Available records: Begin

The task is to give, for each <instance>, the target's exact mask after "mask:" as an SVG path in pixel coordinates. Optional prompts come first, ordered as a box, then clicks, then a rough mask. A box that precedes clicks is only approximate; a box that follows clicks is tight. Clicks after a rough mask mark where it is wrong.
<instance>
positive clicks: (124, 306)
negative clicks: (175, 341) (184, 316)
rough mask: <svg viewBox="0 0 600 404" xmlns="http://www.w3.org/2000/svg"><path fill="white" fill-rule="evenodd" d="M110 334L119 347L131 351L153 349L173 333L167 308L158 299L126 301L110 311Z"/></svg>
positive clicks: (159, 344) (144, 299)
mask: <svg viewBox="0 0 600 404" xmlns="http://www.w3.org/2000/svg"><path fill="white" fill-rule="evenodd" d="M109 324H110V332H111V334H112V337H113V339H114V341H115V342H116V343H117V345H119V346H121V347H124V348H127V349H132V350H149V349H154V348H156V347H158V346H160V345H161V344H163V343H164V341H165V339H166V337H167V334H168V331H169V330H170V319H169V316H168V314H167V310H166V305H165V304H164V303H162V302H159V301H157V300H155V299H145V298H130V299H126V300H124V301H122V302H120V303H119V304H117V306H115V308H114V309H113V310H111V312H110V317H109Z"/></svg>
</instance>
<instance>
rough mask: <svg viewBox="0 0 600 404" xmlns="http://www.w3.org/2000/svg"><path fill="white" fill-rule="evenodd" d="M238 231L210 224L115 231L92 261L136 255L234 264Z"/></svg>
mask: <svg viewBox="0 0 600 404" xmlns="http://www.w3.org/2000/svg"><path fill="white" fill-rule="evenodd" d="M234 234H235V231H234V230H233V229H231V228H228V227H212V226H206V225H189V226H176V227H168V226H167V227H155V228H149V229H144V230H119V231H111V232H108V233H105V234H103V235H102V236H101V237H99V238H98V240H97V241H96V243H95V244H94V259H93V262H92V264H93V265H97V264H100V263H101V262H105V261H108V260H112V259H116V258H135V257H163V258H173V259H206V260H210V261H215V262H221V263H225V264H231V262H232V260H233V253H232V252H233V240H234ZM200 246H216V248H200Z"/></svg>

Available records: End

● Aim of the exercise: What is needed is how many lines of the listing include the string "instance", given as a bare number.

● Solution to this task: 4